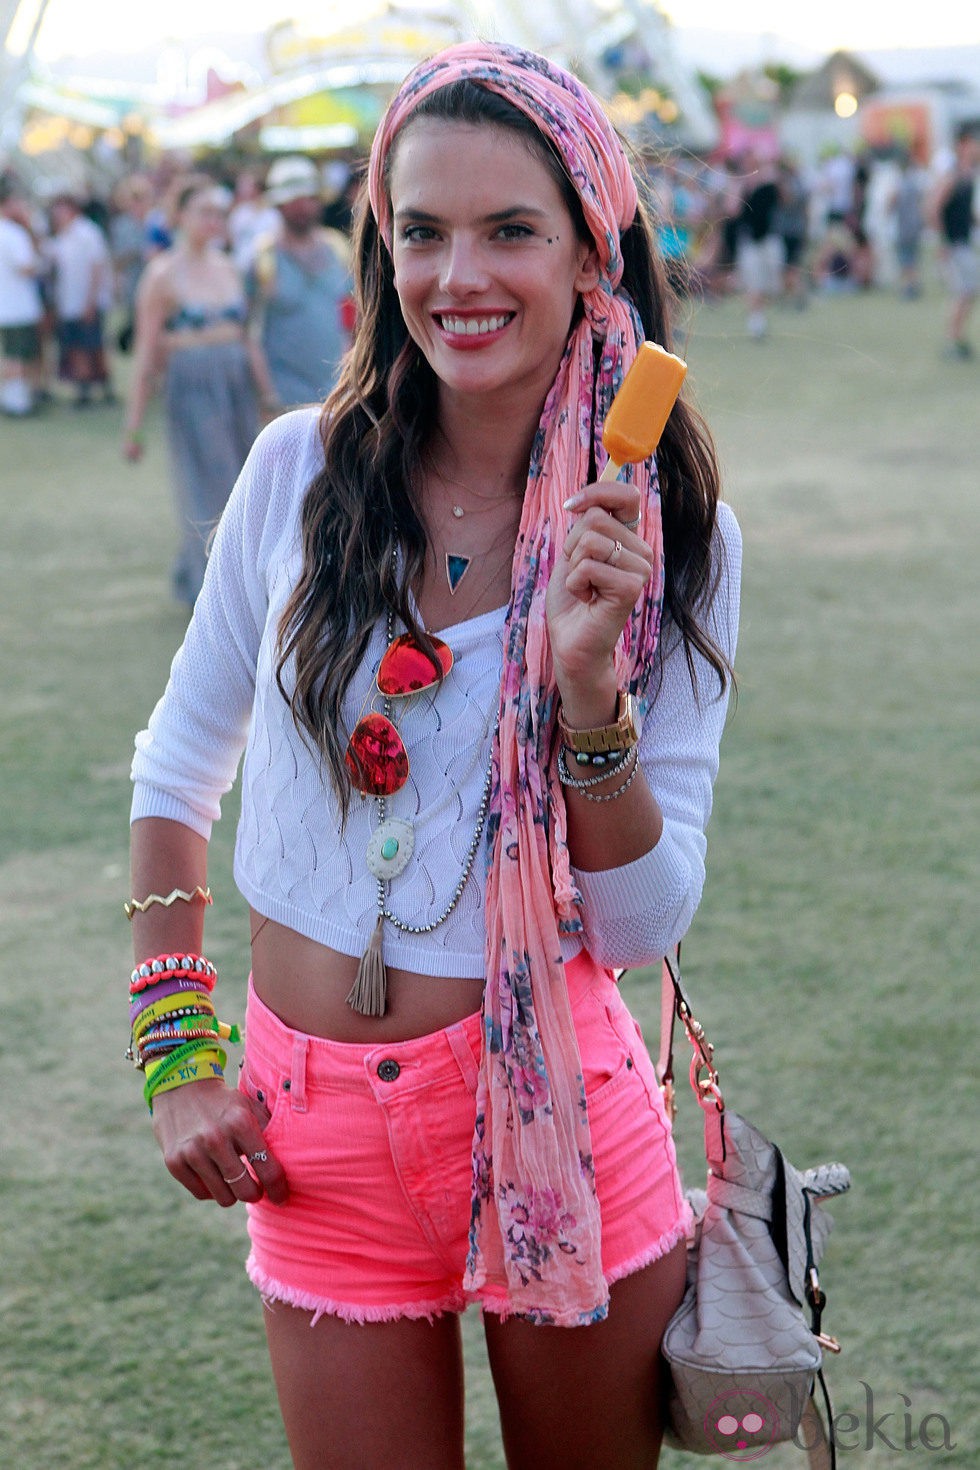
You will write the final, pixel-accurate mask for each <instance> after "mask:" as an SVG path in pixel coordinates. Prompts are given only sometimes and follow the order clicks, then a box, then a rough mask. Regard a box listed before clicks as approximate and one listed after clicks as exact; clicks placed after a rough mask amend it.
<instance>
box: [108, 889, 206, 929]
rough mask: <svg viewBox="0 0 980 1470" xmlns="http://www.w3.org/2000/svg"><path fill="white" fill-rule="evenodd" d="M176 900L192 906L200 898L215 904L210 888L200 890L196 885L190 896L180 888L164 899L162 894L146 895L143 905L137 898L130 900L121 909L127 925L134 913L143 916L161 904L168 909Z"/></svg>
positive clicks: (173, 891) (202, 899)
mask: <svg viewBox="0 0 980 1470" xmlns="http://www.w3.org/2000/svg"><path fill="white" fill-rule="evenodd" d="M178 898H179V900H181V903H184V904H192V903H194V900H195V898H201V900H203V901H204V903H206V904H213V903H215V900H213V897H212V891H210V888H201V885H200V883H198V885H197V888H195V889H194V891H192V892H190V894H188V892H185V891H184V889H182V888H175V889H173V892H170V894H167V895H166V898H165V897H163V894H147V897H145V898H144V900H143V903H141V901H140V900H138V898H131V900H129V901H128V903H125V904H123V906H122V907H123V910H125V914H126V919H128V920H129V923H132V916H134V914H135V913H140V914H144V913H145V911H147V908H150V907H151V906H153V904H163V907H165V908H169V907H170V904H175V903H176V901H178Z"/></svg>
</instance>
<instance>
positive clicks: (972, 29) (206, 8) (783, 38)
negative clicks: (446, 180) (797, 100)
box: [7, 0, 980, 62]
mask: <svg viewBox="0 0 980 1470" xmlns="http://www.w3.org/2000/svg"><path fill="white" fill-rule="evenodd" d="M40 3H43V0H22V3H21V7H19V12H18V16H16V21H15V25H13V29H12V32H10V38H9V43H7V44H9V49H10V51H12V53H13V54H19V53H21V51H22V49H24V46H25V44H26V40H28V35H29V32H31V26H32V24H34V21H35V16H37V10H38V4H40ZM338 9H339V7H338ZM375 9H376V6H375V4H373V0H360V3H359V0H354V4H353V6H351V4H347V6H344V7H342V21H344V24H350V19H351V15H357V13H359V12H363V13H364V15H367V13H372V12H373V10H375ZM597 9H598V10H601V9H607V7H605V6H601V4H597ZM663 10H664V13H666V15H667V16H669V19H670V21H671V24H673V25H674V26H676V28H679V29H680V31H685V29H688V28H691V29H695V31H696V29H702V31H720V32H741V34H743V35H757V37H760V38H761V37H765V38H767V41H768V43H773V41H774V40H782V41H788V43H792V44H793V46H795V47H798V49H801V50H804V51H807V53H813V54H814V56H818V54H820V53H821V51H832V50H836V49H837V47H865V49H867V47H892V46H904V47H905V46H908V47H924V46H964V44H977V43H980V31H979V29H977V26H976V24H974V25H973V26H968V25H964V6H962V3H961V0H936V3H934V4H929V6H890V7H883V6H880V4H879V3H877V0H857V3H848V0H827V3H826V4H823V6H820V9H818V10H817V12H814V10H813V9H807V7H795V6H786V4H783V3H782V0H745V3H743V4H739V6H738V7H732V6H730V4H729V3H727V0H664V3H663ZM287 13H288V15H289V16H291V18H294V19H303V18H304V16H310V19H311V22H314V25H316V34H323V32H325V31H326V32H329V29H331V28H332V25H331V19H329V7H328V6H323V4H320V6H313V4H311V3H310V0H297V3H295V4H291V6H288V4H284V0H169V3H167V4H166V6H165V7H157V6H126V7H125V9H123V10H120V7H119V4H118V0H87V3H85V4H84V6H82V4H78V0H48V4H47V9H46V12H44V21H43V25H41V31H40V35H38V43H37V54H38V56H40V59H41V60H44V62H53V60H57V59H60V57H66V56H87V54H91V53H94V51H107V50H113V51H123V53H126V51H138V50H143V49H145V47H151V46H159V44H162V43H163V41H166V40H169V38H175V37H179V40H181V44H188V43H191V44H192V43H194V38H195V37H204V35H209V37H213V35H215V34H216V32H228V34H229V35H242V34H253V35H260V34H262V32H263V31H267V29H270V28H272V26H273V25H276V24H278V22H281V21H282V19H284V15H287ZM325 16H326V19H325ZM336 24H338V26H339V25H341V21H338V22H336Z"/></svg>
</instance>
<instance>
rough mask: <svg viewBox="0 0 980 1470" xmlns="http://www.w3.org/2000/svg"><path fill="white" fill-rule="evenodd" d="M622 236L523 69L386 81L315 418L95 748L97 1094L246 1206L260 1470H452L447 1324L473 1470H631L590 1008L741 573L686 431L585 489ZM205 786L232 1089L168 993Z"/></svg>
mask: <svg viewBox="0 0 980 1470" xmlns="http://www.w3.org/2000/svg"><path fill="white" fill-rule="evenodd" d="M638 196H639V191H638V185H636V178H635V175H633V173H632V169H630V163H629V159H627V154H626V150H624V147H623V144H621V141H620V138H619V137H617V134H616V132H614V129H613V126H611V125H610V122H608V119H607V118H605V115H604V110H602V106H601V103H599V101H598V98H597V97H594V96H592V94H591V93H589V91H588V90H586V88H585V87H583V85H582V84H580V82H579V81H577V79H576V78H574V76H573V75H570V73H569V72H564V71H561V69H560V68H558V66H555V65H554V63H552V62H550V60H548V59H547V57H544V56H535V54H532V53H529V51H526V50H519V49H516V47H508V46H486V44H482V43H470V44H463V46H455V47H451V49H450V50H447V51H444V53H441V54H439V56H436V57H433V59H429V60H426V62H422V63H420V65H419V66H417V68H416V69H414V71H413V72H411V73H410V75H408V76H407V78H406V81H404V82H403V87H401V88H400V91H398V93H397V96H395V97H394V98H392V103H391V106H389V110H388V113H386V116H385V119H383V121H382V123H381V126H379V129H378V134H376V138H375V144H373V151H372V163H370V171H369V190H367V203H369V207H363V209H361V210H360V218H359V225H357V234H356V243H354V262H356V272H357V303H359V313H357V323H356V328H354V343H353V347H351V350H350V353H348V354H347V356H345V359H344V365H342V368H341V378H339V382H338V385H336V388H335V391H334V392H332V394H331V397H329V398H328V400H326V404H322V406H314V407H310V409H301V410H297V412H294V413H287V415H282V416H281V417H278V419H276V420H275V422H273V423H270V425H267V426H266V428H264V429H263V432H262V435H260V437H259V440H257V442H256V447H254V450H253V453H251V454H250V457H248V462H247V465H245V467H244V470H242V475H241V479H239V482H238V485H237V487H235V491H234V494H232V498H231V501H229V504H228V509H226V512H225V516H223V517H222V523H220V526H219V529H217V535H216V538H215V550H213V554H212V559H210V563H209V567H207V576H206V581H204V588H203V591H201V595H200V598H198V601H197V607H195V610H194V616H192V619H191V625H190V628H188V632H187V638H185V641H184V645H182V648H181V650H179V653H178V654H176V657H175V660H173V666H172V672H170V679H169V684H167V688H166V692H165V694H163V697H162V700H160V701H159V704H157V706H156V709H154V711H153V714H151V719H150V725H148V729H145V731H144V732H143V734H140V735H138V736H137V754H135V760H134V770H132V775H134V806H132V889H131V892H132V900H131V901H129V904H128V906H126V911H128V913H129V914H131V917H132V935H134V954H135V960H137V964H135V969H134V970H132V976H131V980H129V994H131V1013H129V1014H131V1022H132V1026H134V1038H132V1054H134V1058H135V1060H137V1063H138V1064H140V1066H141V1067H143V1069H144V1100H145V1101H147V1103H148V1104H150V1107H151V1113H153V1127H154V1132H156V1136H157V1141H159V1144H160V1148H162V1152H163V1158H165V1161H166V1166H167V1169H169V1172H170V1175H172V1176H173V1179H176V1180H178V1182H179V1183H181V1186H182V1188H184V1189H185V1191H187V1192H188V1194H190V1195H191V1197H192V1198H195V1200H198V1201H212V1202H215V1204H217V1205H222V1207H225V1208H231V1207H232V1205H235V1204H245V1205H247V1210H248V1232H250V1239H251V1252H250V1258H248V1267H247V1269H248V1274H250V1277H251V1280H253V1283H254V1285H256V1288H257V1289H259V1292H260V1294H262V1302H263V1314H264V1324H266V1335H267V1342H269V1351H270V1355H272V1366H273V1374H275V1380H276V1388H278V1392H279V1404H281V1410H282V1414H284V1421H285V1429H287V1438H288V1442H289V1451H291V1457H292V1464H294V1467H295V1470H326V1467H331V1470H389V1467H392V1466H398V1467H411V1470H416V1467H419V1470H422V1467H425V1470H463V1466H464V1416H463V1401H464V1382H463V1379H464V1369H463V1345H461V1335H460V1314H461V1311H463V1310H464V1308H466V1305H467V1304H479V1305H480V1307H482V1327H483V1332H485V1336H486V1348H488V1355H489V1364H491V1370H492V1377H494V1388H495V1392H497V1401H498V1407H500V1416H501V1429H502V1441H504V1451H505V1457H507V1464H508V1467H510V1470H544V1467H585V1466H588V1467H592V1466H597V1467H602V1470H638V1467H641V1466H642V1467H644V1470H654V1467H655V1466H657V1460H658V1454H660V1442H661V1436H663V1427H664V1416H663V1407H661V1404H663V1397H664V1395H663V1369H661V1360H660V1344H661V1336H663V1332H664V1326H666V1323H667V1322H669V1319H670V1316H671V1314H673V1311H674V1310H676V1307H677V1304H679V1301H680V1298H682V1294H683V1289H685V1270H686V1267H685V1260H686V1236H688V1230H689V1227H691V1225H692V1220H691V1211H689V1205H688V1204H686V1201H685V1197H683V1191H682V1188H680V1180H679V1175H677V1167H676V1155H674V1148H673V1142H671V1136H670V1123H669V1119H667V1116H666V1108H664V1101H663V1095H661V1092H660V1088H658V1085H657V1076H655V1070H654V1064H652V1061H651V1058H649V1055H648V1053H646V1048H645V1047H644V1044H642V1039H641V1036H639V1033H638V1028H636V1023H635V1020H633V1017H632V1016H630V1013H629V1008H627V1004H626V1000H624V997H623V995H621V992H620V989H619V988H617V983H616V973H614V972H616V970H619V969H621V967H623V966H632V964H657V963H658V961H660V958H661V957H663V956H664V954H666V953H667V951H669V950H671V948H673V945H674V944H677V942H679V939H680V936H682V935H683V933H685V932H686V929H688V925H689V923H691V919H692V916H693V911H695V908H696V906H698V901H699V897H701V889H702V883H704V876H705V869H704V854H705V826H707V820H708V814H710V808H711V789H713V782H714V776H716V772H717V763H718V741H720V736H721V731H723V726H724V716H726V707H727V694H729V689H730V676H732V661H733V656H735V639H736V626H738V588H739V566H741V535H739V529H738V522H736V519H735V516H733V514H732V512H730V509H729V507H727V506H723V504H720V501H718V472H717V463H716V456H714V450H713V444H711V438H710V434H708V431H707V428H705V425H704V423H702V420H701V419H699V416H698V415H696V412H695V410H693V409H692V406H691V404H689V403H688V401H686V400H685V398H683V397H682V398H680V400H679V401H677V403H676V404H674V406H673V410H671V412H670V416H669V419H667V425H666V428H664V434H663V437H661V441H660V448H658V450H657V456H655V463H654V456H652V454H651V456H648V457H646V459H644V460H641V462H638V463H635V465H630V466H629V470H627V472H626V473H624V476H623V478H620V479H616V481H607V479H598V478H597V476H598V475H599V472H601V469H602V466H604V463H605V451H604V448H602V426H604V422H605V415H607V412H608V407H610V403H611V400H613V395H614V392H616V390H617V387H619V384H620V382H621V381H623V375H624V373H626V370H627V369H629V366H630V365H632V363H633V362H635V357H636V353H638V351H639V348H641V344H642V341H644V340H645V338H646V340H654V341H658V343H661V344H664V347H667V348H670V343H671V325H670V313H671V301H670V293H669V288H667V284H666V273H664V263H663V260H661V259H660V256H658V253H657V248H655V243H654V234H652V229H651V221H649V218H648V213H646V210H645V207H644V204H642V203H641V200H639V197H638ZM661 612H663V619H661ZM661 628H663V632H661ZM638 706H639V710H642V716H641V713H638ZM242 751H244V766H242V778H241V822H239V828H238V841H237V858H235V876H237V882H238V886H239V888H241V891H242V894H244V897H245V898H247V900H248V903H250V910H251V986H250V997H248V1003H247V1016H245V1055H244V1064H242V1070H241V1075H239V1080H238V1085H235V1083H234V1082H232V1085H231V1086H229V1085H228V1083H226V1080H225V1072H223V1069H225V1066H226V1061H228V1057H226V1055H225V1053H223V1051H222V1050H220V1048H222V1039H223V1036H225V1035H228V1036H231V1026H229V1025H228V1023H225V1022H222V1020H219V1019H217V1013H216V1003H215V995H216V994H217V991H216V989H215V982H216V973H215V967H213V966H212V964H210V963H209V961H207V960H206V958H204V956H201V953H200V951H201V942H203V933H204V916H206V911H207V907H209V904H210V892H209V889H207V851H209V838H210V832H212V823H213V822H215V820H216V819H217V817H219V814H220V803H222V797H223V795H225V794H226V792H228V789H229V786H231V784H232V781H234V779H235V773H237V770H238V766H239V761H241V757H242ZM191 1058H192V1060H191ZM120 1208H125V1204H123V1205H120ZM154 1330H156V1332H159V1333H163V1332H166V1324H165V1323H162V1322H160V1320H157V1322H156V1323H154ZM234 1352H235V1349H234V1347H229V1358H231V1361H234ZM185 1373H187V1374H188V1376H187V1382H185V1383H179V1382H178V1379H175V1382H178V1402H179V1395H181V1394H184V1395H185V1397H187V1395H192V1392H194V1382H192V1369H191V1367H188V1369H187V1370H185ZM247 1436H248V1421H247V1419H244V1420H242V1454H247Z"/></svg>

━━━━━━━━

* [WHAT TO WORK ON] Across the listing above, find each line that holds the word "positive". Give only how many there are.

* [SOLVED EXERCISE] 2